Tujuan 1 - Kutip tanpa perubahan baris-baris daftar anotasi kotak pembatas, mulai dari awal daftar itu sampai baris yang memuat "[[335, 62, 500, 204]]", kedua ujungnya ikut disertakan.

Dokumen -

-------

Kesalahan-Kesalahan Berpikir
Secara umum Intellectual cul de sac itu dibagi atas : fallacy of dramatic instance, fallacy of restrospective determinism, post hoc ergo propter hoc,Fallacy misplaced concritness, argumentum ad verecundiam ,fallacy of composition, dan circular reasoning.
1. Fallacy of Dramatic Instance
Fallacy of dramatic instance berawal dari kecenderungan untuk melakukan overgeneralisasi yaitu menggunakan satu dua kasus untuk mendukung argumen yang bersifat general atau umum . Kerancuan ini banyak terjadi dalam berbagai telaah social . Argumen yang overgeneralized ini biasanya agak sulit untuk dipatahkan.. Karena satu dua kasus rujukan itu seringkali diambil dari pengalaman pribadi seseorang (individual’s personal experience)
Sekarang ini banyak orang
Walhasil, menurut pembantah teori” kemiskinan structural “ ini kalau orang mau tekun dan bekerja keras seperti pengusaha rokok ini , pasti akan menjadi pengusaha besar atau konglomerat . Jelas ini kesalahan dari sebuah contoh dramatis. Pengalaman pribadi yang diovergeneralisasikan kepada kasus-kasus lain yang cakupanya lebih luas..
Kadang-kadang ,overgeneralisasi terjadi pada pemikiran kita saat memandang seseorang, sesuatu atau tempat . Padahal orang itu selalu berubah , sehingga hal yang sama tidak bisa kita terapkan pada orang yang sama terus menerus dan selama-lamanya.. Alfred Korzybski , salah seorang akhli lingustik dan psikiatri, menyebutkan betapa seringnya kita tidak bisa melihat adanya perubahan pada sesuatu.
2. Fallacy of Retrospektive Determinism
Istilah yang panjang ini sebetulnya hanya untuk menjelaskan kebiasaan orang yang menganggap masalah social yang sekarang terjadi sebagai sesuatu yang secara histories memang selalu ada, tidak bisa dihindari merupakan akibat dari sejarah yang cukup panjang . Determinisme selalu saja lebih memperhitungkan masa silam ketimbang masa yang akan datang.

-------

Tujuan 2 - Lanjutkan tulisan tentang kesalahan berpikir mulai dari kalimat terakhirnya.

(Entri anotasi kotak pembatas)
-------

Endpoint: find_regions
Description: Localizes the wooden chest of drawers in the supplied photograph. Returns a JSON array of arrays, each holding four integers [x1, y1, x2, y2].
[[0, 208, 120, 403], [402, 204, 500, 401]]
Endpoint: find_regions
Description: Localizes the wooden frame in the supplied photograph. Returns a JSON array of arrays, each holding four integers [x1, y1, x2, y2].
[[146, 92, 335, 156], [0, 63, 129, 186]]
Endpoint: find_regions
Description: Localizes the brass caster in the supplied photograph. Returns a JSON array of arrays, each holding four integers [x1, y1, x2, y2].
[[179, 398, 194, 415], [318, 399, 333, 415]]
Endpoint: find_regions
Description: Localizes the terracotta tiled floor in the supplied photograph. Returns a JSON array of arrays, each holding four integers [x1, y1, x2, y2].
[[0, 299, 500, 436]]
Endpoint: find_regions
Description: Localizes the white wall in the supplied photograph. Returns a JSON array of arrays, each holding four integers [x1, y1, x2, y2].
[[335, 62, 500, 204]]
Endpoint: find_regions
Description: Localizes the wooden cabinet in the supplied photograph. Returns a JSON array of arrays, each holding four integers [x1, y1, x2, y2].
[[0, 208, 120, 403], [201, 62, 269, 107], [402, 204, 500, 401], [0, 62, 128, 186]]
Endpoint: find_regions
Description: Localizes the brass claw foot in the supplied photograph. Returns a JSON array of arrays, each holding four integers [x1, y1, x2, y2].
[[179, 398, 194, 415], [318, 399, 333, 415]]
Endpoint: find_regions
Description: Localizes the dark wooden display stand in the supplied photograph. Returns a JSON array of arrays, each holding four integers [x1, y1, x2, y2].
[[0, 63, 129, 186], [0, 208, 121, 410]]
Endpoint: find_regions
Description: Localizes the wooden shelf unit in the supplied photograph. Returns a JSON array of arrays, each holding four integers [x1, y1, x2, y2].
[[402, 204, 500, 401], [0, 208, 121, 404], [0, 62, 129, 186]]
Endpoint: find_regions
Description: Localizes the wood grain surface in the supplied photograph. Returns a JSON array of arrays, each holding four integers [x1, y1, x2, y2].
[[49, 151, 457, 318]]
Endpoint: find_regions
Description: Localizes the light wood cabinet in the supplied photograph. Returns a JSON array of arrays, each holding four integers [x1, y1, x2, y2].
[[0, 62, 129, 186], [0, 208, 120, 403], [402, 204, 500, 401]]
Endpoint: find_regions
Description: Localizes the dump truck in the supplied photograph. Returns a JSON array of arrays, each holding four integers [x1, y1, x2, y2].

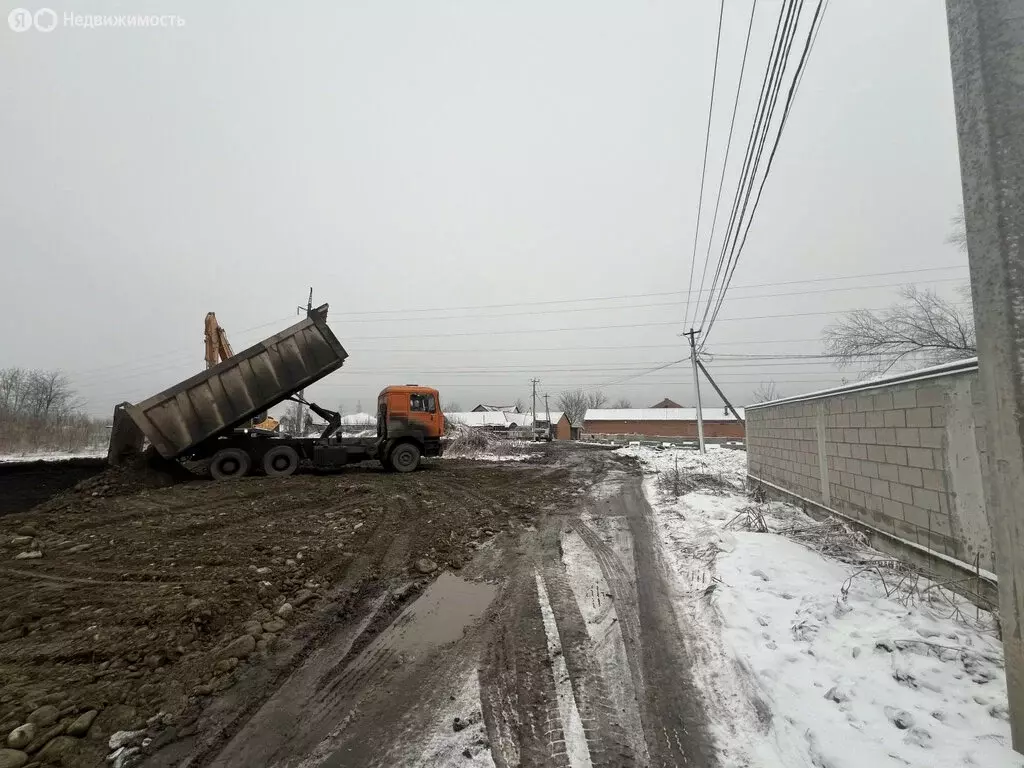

-------

Jawaban Tertulis 1 -
Endpoint: find_regions
Description: Localizes the wooden chest of drawers in the supplied photograph. Returns a JSON array of arrays, each holding four integers [x1, y1, x2, y2].
[[0, 208, 120, 403], [402, 204, 500, 401]]
Endpoint: find_regions
Description: Localizes the wooden frame in the supplied photograph. Returns a JSON array of arrays, each holding four integers [x1, y1, x2, y2].
[[146, 92, 335, 156], [0, 63, 129, 186]]
Endpoint: find_regions
Description: Localizes the brass caster in the supplied photograph. Returns a JSON array of arrays, each holding four integers [x1, y1, x2, y2].
[[179, 398, 194, 415], [318, 399, 333, 415]]
Endpoint: find_regions
Description: Localizes the terracotta tiled floor in the supplied photograph. Returns a JSON array of arrays, each holding four integers [x1, y1, x2, y2].
[[0, 299, 500, 436]]
Endpoint: find_regions
Description: Localizes the white wall in the supplied photograph. Returns a JSON array of arrays, each holding four integers [x1, y1, x2, y2].
[[335, 62, 500, 204]]

Jawaban Tertulis 2 -
Misalnya ada suatu masalah social yang bernama pelacuran alias prostitusi , sebagian orang mengatakan ; “ mengapa prostitusi harus dilarang ? Sepanjang sejarah pelacuran itu ada dan tidak bisa dibasmi . Oleh karena itu , yang harus kita lakukan bukan lah menghilangkan pelacuran melainkan melokalisasikan agar terhindar dari dampak-dampak yang tidak diinginkan, karena sekali lagi, pelacuran sudah ada sepanjang sejarah.
Dengan demikian , cara berpikir ini selalu mengambil acuan “kembali kebelakang” atau “ historis” . Karena itu kesalahan berpikir ini disebut retrospective (melihat kebelakang} . Determinisme retrospective adalah upaya kembali pada sesuatu yang seakan-akan sudah ditentukan (determined) didalam sejarah yang telah lalu.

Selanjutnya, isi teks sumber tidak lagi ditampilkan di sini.